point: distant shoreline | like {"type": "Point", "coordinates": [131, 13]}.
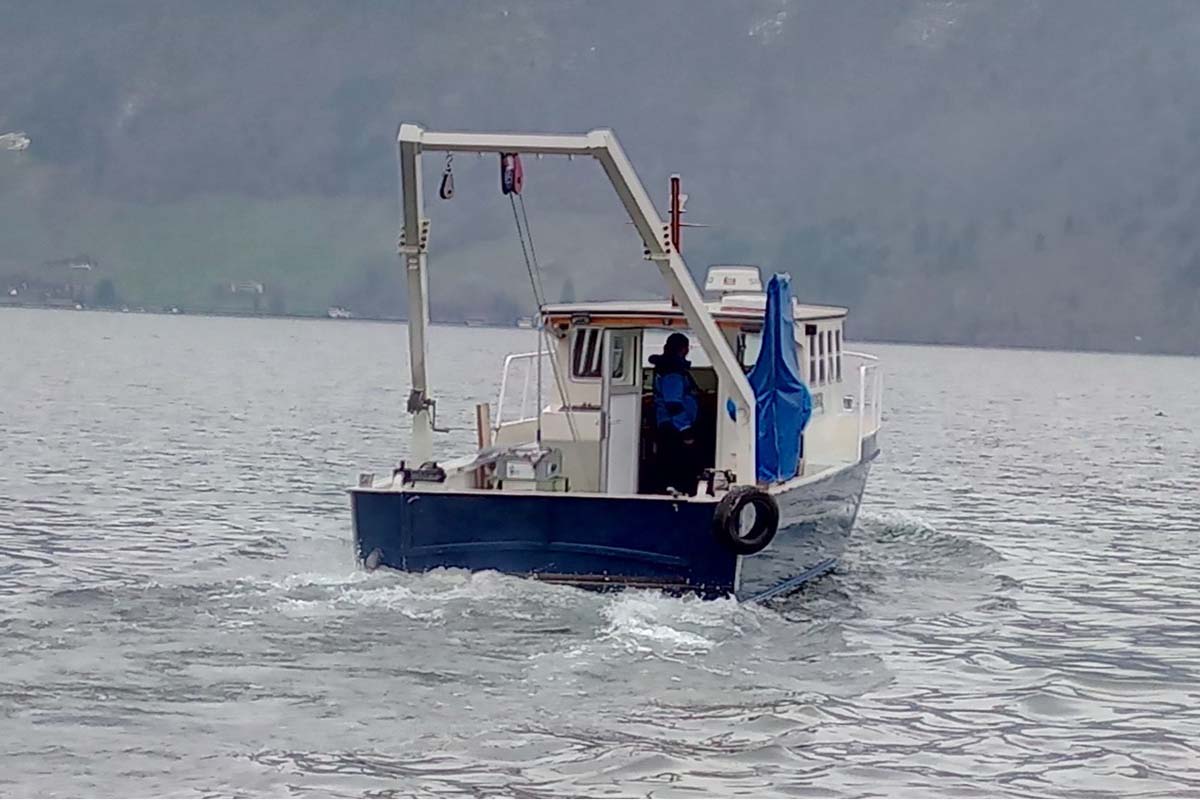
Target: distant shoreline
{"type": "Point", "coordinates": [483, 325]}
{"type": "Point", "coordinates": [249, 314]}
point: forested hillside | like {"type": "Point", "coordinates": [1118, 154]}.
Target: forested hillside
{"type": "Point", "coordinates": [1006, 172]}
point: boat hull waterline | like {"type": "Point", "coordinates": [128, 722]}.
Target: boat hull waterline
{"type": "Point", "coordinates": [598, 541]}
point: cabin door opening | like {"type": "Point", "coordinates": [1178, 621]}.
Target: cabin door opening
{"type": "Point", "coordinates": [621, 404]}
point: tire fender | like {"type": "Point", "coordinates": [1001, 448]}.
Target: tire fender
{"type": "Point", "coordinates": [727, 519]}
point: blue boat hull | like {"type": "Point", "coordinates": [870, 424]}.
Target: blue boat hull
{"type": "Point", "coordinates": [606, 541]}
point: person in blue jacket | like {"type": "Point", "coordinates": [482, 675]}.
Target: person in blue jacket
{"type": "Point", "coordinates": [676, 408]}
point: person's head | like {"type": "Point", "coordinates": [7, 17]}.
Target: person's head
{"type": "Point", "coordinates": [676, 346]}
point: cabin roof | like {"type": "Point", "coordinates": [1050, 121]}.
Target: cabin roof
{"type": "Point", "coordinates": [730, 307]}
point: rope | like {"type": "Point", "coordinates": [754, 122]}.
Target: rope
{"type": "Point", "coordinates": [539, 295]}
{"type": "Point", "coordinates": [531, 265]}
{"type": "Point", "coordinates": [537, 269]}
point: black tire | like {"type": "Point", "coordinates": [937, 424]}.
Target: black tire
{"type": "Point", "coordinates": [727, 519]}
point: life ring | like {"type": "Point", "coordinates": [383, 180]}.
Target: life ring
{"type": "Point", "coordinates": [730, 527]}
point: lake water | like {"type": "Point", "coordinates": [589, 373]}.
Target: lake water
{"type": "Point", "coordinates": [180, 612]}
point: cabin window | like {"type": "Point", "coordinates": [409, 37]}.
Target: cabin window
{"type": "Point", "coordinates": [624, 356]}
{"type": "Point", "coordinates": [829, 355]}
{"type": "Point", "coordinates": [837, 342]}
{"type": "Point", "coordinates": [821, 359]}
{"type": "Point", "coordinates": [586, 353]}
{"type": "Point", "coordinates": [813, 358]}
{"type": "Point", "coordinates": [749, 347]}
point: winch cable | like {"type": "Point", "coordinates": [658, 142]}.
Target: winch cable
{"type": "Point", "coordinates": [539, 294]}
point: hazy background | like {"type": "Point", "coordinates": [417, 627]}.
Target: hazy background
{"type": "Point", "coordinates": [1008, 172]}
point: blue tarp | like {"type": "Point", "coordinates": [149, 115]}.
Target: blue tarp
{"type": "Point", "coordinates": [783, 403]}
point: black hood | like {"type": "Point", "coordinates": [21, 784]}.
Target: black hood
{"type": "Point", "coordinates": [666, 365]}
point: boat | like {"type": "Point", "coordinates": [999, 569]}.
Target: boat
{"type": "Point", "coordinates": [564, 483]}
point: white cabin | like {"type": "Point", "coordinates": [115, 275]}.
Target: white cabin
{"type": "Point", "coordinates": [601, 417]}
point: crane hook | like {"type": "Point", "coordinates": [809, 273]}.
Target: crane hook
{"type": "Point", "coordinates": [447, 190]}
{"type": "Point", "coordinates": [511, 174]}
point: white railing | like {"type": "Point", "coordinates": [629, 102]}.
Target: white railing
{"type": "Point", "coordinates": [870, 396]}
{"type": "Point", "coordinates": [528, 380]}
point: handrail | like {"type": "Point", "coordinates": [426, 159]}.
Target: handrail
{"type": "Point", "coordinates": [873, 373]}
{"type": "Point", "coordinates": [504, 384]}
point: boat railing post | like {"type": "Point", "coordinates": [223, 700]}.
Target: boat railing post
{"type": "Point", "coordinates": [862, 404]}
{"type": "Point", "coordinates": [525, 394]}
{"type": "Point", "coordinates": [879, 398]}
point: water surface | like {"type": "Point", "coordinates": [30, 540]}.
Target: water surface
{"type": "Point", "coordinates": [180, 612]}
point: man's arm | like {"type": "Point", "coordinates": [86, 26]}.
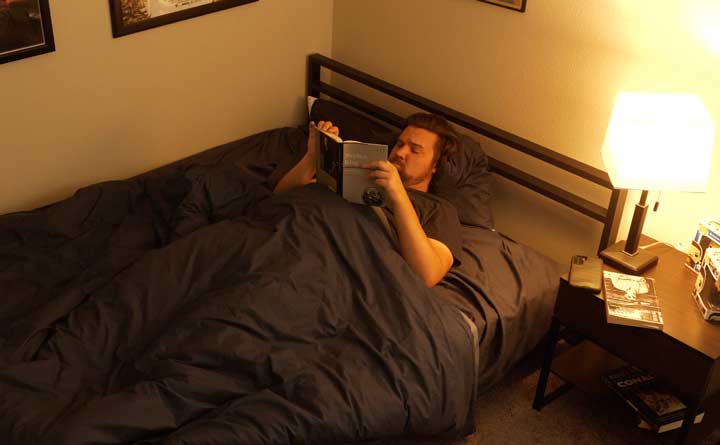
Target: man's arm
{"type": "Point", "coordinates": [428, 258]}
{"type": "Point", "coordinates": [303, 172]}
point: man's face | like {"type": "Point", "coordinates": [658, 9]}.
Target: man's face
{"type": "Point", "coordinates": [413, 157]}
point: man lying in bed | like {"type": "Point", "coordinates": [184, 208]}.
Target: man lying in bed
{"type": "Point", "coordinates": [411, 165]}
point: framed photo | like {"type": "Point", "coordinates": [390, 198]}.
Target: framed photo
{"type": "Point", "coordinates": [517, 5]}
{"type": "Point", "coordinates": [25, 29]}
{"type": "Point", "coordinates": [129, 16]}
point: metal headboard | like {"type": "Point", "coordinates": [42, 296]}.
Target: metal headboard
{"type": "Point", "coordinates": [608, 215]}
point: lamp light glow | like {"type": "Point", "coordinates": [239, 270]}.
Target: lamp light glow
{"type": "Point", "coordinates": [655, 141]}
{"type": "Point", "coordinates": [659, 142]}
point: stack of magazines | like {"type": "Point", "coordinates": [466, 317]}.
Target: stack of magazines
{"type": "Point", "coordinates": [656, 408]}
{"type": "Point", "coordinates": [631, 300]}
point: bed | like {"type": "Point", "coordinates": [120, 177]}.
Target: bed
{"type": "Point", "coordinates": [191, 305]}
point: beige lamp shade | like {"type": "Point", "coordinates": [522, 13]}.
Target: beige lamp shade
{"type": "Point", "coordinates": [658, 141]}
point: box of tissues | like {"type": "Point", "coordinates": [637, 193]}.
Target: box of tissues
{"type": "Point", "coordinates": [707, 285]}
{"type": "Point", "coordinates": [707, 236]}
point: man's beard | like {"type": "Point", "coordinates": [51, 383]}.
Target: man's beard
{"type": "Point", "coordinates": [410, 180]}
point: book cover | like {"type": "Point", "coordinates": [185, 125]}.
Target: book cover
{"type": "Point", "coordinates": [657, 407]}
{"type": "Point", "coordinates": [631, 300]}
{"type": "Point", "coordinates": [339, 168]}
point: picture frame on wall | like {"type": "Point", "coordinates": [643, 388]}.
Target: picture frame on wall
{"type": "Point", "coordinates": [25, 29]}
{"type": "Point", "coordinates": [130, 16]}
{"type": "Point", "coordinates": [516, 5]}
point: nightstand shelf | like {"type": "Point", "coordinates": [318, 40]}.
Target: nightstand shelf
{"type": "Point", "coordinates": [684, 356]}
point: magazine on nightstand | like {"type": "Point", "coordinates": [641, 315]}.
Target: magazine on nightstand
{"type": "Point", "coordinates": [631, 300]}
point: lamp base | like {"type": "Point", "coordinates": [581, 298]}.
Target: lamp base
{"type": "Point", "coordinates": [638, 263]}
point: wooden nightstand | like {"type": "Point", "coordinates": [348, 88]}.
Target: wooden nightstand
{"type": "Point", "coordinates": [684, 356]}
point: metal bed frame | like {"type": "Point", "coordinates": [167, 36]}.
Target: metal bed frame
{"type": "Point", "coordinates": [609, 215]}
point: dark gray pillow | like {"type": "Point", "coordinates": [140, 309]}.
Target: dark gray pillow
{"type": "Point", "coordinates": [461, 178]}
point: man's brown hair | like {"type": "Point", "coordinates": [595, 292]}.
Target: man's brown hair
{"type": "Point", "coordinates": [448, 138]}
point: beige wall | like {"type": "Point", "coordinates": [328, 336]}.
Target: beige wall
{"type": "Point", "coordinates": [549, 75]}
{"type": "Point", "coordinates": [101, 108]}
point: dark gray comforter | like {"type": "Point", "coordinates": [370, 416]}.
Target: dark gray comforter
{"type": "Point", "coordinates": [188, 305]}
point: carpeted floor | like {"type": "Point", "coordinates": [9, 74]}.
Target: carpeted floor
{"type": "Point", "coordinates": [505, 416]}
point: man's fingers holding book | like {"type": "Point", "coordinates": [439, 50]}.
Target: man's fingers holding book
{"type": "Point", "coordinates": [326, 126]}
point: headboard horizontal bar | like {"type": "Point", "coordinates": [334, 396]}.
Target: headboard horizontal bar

◇ ◇ ◇ ◇ ◇ ◇ ◇

Starting from the line with "point: picture frame" and ending with the final line of the data, quote every line exactly, both ends included.

- Response to the exercise -
point: picture frame on wall | like {"type": "Point", "coordinates": [643, 388]}.
Target: picture frame on wall
{"type": "Point", "coordinates": [25, 29]}
{"type": "Point", "coordinates": [130, 16]}
{"type": "Point", "coordinates": [516, 5]}
point: nightstand shelf | like {"type": "Point", "coordinates": [318, 40]}.
Target: nightstand shelf
{"type": "Point", "coordinates": [684, 356]}
point: magazine on nightstand | like {"type": "Point", "coordinates": [641, 315]}.
Target: magazine on nightstand
{"type": "Point", "coordinates": [631, 300]}
point: lamp base | like {"type": "Point", "coordinates": [581, 298]}.
Target: lamp base
{"type": "Point", "coordinates": [638, 263]}
point: wooden nightstand | like {"type": "Point", "coordinates": [348, 88]}.
Target: wooden nightstand
{"type": "Point", "coordinates": [684, 356]}
point: metal bed frame | like {"type": "Point", "coordinates": [167, 36]}.
Target: metal bed frame
{"type": "Point", "coordinates": [609, 215]}
point: dark gray pillow | like {"type": "Point", "coordinates": [140, 309]}.
Target: dark gray pillow
{"type": "Point", "coordinates": [461, 178]}
point: man's brown hair | like {"type": "Point", "coordinates": [595, 292]}.
Target: man's brown hair
{"type": "Point", "coordinates": [448, 138]}
point: beige wall | like {"type": "Point", "coordinates": [328, 336]}.
Target: beige wall
{"type": "Point", "coordinates": [549, 75]}
{"type": "Point", "coordinates": [101, 108]}
point: dark gray comforter | like {"type": "Point", "coordinates": [370, 416]}.
Target: dark gray comforter
{"type": "Point", "coordinates": [188, 305]}
point: carpeted floor | like {"type": "Point", "coordinates": [9, 74]}.
Target: carpeted floor
{"type": "Point", "coordinates": [505, 416]}
point: man's fingers holding book | like {"type": "Point", "coordinates": [439, 50]}.
Target: man's fingers holding book
{"type": "Point", "coordinates": [326, 126]}
point: headboard horizontal bar | like {"type": "Point", "coordinates": [334, 396]}.
Target: headboard horizontal bar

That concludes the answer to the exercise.